#### Work to complete
Find every line in the records below that contains the word "green", and write each one out in full.
--- start of Material for the task ---
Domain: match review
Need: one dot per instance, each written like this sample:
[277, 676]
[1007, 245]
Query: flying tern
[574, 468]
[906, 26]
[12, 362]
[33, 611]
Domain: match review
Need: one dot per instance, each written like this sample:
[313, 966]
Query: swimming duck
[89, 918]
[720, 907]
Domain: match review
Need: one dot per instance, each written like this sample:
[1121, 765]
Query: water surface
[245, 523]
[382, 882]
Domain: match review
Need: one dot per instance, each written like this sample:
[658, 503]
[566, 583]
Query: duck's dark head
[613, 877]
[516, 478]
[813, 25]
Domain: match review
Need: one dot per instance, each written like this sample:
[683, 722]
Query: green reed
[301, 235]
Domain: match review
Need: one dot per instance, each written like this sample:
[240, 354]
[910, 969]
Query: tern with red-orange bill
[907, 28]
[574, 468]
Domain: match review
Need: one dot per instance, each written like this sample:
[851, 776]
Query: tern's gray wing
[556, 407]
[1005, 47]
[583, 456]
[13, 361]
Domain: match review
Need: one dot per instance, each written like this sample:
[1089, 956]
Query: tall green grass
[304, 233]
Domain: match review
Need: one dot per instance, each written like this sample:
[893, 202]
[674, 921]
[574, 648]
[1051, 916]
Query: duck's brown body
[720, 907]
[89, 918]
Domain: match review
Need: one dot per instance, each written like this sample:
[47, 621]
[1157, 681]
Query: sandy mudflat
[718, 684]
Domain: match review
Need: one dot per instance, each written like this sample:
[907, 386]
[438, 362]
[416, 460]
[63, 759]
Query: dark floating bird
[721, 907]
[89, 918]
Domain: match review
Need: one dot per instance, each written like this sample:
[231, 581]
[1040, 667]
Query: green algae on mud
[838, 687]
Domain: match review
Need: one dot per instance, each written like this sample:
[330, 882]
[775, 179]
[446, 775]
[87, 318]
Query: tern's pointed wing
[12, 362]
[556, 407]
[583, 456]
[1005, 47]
--- end of Material for the task ---
#### Task response
Query: green reed
Query: tall green grass
Query: green algae on mud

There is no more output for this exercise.